Task details:
Set down exactly the lines running from the line with "# test: pointer returns one pin per instance of the sky" to the end of the listing below, both ends included.
-- Start Provided entries --
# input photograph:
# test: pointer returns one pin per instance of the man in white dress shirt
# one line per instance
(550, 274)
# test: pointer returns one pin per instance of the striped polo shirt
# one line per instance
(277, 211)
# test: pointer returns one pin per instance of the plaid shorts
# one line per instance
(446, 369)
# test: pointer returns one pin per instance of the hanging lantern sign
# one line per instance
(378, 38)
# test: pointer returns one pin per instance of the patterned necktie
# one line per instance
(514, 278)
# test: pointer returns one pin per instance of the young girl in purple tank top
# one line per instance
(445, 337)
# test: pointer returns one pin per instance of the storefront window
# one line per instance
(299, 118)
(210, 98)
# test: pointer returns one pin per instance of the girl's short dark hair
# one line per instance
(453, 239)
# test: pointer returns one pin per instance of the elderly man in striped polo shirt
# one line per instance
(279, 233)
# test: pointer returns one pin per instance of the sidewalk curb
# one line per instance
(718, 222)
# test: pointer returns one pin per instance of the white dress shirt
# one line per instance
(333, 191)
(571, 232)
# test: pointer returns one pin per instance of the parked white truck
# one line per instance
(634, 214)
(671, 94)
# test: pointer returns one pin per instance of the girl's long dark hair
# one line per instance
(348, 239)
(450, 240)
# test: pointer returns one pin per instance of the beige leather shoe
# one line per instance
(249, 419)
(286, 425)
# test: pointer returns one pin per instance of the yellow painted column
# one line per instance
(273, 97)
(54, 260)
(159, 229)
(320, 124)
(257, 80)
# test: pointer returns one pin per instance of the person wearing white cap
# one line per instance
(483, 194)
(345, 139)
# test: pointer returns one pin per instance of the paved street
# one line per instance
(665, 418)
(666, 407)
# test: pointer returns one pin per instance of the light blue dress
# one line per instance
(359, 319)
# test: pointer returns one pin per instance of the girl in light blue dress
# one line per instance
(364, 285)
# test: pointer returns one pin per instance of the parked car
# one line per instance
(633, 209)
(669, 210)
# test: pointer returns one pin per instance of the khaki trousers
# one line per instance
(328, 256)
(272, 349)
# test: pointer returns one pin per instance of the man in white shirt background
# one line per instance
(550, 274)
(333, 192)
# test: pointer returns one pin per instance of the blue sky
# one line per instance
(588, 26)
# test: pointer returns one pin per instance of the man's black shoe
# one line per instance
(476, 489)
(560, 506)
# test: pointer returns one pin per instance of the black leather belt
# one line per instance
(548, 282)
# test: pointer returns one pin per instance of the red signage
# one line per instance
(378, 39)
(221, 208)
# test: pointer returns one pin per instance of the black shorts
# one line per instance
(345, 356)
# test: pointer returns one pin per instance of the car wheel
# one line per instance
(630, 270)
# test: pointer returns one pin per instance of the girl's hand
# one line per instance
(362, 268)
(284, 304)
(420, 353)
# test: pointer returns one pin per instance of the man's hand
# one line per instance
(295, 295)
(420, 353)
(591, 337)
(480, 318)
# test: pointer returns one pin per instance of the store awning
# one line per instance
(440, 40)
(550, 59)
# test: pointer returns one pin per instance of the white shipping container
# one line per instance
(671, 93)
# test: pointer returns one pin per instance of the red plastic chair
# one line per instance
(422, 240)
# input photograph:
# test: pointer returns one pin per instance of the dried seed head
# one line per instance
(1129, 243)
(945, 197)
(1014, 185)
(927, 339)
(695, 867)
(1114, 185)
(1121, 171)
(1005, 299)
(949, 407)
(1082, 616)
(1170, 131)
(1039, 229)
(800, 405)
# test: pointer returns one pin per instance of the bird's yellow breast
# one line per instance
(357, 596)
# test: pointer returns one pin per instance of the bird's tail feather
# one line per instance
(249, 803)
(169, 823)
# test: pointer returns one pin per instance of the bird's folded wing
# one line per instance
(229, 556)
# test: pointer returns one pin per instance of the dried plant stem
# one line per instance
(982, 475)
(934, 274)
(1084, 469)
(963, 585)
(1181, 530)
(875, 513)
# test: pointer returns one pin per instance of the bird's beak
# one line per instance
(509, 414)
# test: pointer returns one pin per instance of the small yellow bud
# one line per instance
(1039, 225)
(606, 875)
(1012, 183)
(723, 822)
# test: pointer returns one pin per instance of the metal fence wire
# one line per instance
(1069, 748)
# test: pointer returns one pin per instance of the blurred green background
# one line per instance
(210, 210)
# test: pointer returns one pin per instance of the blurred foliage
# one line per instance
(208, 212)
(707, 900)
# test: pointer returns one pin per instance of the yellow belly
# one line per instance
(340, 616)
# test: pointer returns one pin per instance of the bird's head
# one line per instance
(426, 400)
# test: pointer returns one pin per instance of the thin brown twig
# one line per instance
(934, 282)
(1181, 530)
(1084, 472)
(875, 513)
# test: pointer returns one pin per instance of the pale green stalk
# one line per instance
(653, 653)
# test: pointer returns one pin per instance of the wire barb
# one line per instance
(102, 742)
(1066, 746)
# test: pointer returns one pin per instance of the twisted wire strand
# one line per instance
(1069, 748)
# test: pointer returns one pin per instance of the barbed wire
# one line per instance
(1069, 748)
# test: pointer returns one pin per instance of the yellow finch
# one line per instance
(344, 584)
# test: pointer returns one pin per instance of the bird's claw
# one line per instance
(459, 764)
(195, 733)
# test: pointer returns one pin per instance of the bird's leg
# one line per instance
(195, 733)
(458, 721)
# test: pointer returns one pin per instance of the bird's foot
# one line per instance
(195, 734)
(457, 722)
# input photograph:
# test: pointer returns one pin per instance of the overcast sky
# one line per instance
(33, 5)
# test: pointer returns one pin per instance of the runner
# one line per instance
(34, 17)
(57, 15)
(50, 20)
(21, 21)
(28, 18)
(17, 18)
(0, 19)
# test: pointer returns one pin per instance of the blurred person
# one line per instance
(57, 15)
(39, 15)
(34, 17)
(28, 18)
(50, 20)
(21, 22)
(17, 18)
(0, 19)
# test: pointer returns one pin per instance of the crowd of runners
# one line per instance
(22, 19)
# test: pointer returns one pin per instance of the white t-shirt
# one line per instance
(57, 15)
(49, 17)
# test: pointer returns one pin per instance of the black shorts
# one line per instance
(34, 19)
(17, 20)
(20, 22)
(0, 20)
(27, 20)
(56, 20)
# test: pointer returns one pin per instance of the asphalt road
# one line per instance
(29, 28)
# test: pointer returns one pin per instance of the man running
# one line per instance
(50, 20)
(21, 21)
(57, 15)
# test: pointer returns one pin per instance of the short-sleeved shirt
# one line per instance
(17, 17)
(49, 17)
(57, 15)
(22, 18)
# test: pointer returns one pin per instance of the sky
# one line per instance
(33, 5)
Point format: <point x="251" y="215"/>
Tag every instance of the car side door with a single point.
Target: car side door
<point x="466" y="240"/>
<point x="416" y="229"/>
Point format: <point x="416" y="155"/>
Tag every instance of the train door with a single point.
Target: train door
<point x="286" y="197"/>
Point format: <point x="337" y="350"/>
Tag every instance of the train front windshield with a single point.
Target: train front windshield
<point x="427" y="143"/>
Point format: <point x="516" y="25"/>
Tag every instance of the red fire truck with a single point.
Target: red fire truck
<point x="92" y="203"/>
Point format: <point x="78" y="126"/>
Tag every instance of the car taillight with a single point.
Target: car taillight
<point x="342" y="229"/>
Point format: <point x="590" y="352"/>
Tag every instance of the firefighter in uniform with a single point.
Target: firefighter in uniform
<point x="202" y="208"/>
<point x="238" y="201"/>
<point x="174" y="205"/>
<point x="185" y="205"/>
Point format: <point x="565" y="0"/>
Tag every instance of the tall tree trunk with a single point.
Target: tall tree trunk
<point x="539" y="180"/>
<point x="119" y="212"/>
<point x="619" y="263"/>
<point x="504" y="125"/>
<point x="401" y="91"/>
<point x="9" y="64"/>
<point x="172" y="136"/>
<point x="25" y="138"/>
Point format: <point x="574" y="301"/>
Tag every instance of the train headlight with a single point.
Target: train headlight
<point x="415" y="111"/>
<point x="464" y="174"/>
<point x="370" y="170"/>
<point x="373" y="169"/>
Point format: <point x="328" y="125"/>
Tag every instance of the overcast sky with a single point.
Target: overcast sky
-- End Provided entries --
Exercise response:
# test: pointer returns one pin per instance of the sky
# one line per instance
(33, 5)
Point format: <point x="251" y="215"/>
Tag every instance of the car side door with a single point.
Target: car side door
<point x="466" y="240"/>
<point x="416" y="229"/>
Point format: <point x="416" y="155"/>
Tag every instance of the train door with a single point.
Target: train door
<point x="286" y="197"/>
Point format: <point x="337" y="350"/>
Tag every instance of the train front windshield with a single point.
Target: train front windshield
<point x="427" y="143"/>
Point format: <point x="516" y="25"/>
Tag every instance of the red fire truck with a single point.
Target: red fire truck
<point x="92" y="203"/>
Point format: <point x="78" y="126"/>
Tag every instance of the car taillight with a single point.
Target: car taillight
<point x="342" y="229"/>
Point format: <point x="590" y="352"/>
Tag every instance of the firefighter in uniform with a single point.
Target: firefighter in uniform
<point x="202" y="208"/>
<point x="238" y="201"/>
<point x="174" y="205"/>
<point x="185" y="205"/>
Point format: <point x="565" y="0"/>
Tag every instance of the tall tree trunk with a single point.
Target: tall tree trunk
<point x="539" y="180"/>
<point x="119" y="212"/>
<point x="619" y="263"/>
<point x="504" y="125"/>
<point x="401" y="91"/>
<point x="9" y="64"/>
<point x="172" y="136"/>
<point x="25" y="138"/>
Point format: <point x="574" y="301"/>
Tag every instance of the train headlight with a single point.
Target: train headlight
<point x="415" y="111"/>
<point x="464" y="174"/>
<point x="370" y="170"/>
<point x="373" y="169"/>
Point format: <point x="328" y="125"/>
Tag every instance of the overcast sky with a single point.
Target: overcast sky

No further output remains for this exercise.